(Data listing)
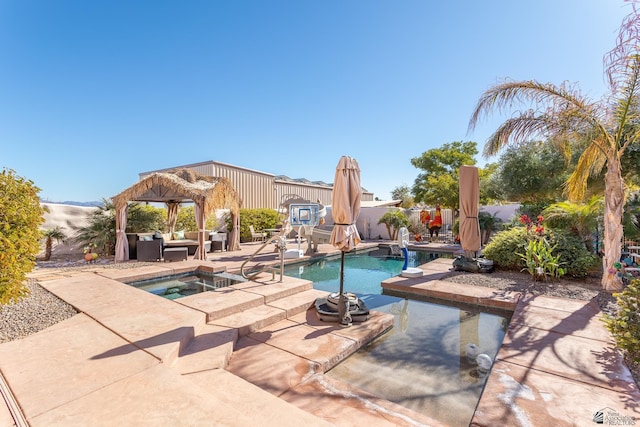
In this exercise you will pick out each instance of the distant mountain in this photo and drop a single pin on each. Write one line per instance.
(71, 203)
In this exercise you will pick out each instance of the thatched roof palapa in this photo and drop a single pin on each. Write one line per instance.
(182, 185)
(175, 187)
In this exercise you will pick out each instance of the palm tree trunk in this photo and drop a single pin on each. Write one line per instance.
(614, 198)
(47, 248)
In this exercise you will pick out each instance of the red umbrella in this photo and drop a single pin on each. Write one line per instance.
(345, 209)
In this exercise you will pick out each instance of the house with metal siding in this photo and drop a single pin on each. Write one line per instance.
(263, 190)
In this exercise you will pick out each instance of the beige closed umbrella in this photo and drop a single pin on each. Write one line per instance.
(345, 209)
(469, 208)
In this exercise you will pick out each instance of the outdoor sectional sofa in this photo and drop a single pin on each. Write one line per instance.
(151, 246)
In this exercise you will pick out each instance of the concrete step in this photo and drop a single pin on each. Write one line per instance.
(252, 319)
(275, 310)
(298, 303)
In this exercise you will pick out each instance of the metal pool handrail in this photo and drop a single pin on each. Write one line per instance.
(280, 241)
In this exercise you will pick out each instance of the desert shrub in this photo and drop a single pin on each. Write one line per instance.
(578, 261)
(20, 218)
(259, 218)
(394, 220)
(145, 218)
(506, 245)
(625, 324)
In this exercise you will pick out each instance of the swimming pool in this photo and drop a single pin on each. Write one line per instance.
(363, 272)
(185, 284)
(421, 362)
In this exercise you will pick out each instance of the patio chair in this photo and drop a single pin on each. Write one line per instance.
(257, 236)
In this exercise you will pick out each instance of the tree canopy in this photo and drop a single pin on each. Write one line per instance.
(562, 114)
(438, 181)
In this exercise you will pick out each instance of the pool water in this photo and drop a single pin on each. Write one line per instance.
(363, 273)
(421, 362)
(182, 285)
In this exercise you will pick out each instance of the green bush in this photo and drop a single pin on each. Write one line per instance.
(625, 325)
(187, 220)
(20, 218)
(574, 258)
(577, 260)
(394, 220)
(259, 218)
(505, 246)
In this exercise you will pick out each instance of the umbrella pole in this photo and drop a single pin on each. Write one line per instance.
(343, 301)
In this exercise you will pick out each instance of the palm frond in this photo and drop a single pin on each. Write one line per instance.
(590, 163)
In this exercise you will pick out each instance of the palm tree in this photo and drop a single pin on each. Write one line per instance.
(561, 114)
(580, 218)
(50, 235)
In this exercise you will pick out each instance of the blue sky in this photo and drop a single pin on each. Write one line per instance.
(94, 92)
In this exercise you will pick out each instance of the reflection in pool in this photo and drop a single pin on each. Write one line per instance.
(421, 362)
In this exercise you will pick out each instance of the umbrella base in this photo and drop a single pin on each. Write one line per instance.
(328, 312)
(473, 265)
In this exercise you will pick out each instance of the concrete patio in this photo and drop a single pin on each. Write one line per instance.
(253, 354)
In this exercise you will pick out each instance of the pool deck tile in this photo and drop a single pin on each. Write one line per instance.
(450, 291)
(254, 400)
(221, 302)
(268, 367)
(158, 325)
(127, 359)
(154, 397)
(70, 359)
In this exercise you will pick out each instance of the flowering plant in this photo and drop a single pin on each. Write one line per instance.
---
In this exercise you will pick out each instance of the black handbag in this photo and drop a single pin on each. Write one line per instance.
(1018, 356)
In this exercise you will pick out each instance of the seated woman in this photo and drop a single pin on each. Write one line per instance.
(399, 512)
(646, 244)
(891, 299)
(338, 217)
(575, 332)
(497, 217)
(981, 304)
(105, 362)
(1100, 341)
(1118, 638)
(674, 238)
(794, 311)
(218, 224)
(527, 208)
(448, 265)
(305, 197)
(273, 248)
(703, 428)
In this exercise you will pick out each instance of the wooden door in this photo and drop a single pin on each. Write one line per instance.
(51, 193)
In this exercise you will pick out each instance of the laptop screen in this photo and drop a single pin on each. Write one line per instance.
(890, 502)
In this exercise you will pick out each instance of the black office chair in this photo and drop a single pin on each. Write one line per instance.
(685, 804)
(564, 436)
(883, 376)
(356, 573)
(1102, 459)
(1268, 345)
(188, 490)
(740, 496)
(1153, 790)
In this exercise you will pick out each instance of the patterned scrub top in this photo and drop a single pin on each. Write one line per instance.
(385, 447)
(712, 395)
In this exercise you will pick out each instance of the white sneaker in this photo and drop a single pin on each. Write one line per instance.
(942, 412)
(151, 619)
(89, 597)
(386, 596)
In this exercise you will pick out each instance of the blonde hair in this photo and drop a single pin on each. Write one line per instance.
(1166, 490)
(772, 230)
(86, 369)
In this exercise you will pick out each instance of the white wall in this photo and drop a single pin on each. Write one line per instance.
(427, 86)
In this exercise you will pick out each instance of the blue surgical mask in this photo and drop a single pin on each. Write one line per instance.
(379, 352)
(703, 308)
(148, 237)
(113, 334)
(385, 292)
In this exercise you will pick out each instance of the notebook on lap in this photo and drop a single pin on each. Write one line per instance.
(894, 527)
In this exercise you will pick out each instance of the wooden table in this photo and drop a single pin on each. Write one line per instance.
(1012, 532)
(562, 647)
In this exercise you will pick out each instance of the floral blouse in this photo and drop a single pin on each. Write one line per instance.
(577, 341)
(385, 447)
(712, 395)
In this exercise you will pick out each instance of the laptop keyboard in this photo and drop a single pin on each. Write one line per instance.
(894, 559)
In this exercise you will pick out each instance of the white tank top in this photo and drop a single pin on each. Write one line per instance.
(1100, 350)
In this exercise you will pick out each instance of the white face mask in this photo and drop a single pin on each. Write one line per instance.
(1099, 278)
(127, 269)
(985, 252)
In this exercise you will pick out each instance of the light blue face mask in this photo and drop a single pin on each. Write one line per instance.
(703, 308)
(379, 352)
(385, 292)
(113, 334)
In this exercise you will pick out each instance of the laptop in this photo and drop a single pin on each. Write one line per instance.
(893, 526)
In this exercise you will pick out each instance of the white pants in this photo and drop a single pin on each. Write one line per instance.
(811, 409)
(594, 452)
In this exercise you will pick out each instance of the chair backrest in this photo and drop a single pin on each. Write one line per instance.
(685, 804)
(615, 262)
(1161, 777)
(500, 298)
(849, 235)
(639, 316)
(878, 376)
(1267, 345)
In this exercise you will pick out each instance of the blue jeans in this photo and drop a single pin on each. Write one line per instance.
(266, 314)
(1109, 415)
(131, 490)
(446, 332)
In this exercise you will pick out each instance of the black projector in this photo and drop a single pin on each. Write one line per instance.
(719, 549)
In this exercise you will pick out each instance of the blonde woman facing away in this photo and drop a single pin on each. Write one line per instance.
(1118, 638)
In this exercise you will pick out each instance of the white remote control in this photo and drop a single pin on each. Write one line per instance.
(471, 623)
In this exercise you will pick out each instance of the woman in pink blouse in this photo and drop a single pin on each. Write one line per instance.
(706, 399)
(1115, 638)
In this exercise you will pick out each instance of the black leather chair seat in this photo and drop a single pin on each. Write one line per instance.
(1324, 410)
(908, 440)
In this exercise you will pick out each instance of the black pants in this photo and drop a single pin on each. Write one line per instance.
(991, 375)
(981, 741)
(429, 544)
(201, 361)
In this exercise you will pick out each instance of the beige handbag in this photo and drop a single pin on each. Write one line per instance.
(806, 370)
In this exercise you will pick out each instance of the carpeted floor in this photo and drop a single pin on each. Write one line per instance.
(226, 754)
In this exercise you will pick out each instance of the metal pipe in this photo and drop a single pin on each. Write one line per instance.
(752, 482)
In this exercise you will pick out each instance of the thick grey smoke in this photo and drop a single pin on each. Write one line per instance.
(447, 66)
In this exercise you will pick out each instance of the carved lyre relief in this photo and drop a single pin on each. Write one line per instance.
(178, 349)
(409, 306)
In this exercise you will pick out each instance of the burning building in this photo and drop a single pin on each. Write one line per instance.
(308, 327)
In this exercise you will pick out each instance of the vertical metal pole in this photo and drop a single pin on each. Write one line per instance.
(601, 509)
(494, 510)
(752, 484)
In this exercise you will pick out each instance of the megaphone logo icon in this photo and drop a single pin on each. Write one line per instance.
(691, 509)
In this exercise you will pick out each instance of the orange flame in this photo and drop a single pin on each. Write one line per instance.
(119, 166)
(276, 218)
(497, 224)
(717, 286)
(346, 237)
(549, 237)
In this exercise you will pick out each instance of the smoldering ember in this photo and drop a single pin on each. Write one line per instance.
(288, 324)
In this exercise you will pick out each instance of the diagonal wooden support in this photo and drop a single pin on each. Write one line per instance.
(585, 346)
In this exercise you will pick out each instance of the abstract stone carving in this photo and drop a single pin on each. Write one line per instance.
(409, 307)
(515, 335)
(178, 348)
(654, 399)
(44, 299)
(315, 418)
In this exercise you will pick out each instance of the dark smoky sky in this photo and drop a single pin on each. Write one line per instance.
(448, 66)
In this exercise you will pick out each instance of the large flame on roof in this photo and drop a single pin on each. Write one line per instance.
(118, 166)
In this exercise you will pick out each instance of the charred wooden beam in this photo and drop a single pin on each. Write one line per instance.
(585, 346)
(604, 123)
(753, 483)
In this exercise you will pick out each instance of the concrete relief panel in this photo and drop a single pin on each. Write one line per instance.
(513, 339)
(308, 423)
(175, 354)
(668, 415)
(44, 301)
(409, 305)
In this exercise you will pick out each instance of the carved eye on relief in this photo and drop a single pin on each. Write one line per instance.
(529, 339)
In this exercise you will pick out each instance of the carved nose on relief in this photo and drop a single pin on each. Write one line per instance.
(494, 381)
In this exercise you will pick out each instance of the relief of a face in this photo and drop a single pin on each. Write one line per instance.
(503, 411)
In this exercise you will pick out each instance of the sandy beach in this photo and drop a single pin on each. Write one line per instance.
...
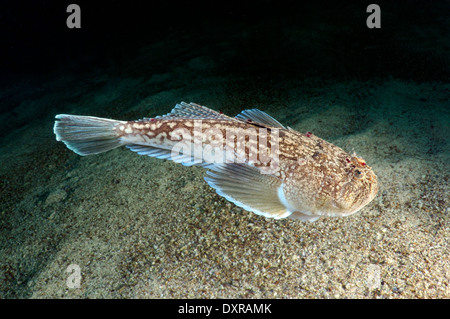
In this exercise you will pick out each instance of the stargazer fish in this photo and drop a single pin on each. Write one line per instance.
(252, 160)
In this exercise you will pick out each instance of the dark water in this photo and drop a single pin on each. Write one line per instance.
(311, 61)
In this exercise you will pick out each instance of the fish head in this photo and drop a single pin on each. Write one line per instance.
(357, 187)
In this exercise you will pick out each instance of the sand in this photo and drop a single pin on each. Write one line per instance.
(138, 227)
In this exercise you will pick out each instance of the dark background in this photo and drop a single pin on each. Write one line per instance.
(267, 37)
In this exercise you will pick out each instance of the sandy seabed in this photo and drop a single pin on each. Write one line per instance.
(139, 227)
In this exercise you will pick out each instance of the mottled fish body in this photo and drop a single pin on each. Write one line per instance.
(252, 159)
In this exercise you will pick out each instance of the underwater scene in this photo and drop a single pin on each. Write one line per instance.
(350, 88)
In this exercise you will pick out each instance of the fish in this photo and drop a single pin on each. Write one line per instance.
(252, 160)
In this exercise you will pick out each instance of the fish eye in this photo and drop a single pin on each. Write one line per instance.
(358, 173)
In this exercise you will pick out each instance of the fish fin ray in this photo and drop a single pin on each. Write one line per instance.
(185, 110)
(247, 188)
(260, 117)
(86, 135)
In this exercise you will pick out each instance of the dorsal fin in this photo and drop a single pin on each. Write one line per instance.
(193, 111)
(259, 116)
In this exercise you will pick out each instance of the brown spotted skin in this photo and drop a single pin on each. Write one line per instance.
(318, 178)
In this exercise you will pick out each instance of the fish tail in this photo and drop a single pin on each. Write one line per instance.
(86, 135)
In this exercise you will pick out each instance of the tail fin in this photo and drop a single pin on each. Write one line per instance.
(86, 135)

REQUIREMENTS: Write out, without alteration, the lines of the data listing starting with the line that contains "the concrete patio" and continuing through the line that contains "of the flowering".

RESPONSE TO THIS EXERCISE:
In this exercise you will pick out each instance of the concrete patio in this photo and drop a single pin on each. Write one line per instance.
(253, 354)
In this exercise you will pick out each instance of the pool deck tile in this photo and drop a single pin on each. Write one line per instance.
(450, 291)
(254, 400)
(221, 302)
(268, 367)
(158, 325)
(127, 359)
(154, 397)
(70, 359)
In this exercise you will pick out each instance of the flowering plant in this photo and drop a single pin on each. Write one line per instance.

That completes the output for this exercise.